§ **EXCERPT PROVIDED**:
Mental Health and Global Warming

Two hot topics for more than a decade:
Mental Health
and Global Warming.
Two issues connected in the most profound of ways…

There are only a few websites I could find covering the relationship between mental health and global warming. They look at how certain aspects of the decline of mental health in the future will be attributable to the increase of global warming.  At best, these are passing comments in articles about general health concerns.

I have to admit, I’m more into preventative medicine than medical prophecy.

Global Warming, greenhouse gases, climate change, these are all with us today. We are past the point of any hope of prevention, but we must look to possibilities of minimising the damage and sequestering the problem. Being anxious about the problem, is obviously not going to be good for anyone’s mental health and general wellbeing. But working towards solutions will.

My biggest concern with contemporary neuroscience and psychology is the lack of awareness about the influence of context in the operations of the brain. It is what pulled me out from neuroimaging and neurobiology laboratories and out into the world of ethnographic fieldwork. It was my sneaking suspicion that mental disturbances, particularly those prevalent in developed countries, are linked in shape and form to our environmental and socio-cultural context.

My experiences in several countries lead me to affirm that if we have a narrow window upon the world, a restricted perception of and limited attention to the world, then our mental health and everyday wellbeing is less robust. People who I have met, who have widened the world they live in by living in an expanded universe of attention, perception and consciousness are quite often much healthier and happier. I have very much come to agree with the Buddhist notion that “With your thoughts you create the world.”

Maybe some of you can see where I am going with this. Global Warming, in a poetic sense can be thought of as a symptom of a distorted style of mental health that has neglected the world that our thoughts have created. The world we create feeds back upon the thoughts we have. The reiterative causality between brain and culture is spiralling towards an uncertain future. It’s time to step outside of the spiral for a second, and assess where we want to go, and the kind of people we want to be when we get there.

§ **EXTRACTED RECORDS**:
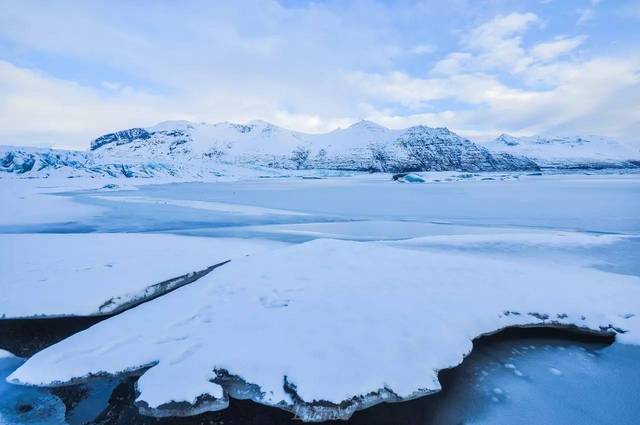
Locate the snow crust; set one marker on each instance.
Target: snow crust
(203, 205)
(576, 149)
(96, 273)
(549, 239)
(331, 321)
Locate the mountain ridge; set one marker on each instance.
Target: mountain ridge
(181, 148)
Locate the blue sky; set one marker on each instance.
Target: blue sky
(70, 71)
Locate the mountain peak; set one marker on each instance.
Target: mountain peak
(367, 125)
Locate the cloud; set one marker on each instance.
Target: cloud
(309, 66)
(552, 49)
(37, 109)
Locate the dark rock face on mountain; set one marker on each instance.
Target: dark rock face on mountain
(438, 149)
(182, 148)
(121, 137)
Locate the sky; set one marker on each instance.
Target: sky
(73, 70)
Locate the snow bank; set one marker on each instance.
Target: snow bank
(98, 273)
(328, 327)
(201, 205)
(540, 239)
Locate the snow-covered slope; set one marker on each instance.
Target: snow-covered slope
(187, 149)
(45, 162)
(570, 151)
(328, 327)
(364, 146)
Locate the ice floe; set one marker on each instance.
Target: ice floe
(328, 327)
(101, 273)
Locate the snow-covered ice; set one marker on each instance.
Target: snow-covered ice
(346, 323)
(100, 273)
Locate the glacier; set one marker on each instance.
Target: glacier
(186, 149)
(291, 329)
(54, 275)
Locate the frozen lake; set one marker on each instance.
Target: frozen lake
(549, 381)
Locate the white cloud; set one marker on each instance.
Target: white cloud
(41, 110)
(552, 49)
(310, 67)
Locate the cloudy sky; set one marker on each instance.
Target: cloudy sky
(70, 71)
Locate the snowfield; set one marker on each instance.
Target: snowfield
(328, 327)
(46, 275)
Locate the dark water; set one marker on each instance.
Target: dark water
(519, 376)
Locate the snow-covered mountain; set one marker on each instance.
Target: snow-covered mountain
(183, 148)
(364, 146)
(570, 151)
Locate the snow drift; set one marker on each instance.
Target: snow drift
(328, 327)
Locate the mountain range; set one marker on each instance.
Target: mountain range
(183, 148)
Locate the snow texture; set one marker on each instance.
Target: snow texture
(98, 273)
(327, 327)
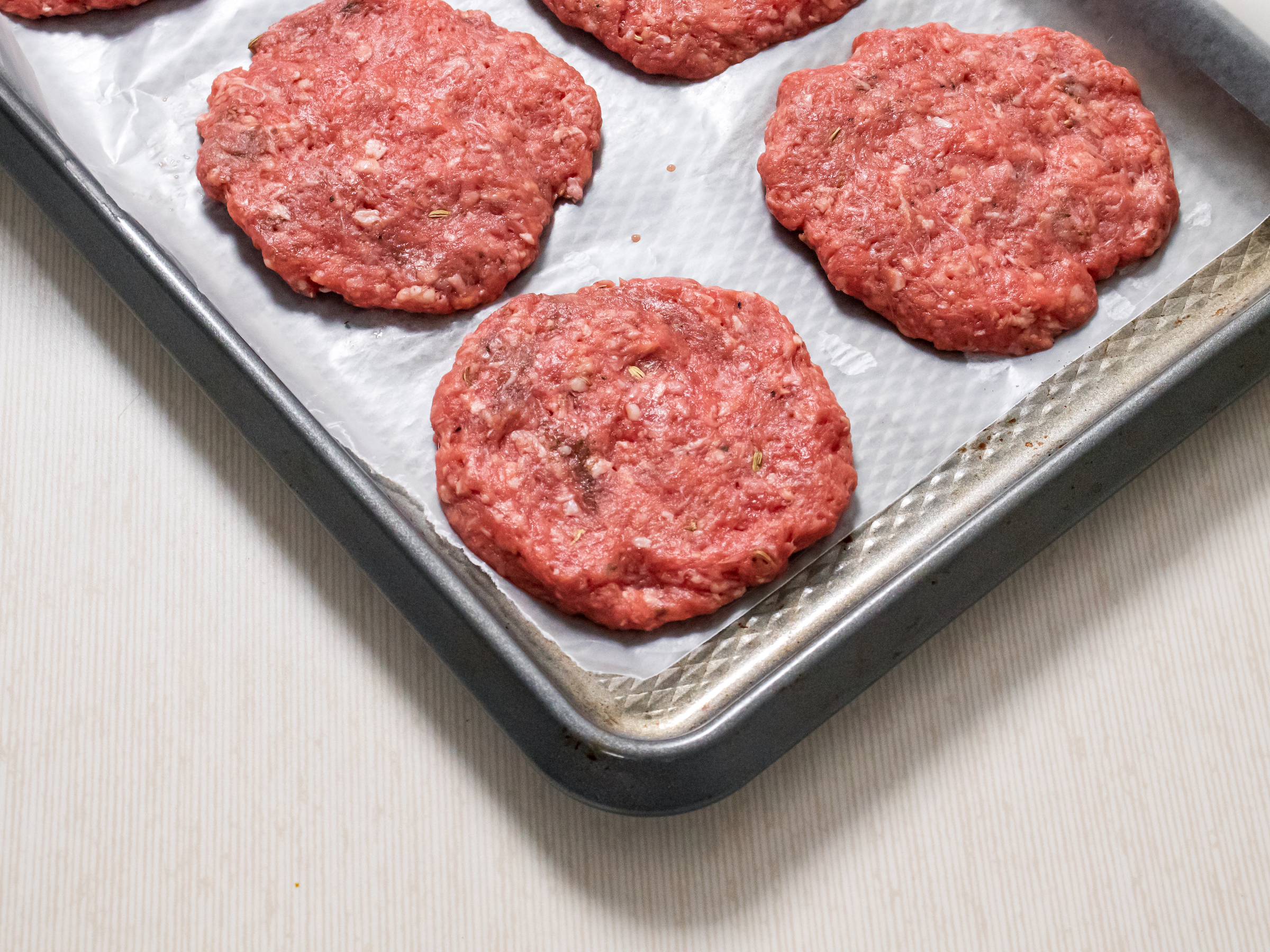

§ **EXERCISE A**: Summarize the text on mental health and global warming in two sentences.
§ **EXERCISE B**: Using the text on mental health and global warming, explain why the writer moved from neuroimaging and neurobiology laboratories into ethnographic fieldwork.
The lines that come after the text are a separate set of material, unrelated to it.

§ **OUTPUT A**: The writer finds little coverage linking mental health and global warming, and argues that since global warming can no longer be prevented, working toward solutions will help wellbeing more than anxiety will. Drawing on experience in several countries, the writer holds that a narrow view of the world makes mental health less robust, and suggests global warming can be seen poetically as a symptom of a distorted mental health that has neglected the world our thoughts create.

§ **OUTPUT B**: The writer's biggest concern with contemporary neuroscience and psychology was their lack of awareness of how context influences the brain. The writer also suspected that mental disturbances, especially those common in developed countries, are linked in shape and form to environmental and socio-cultural context, and this concern drew the writer out into fieldwork.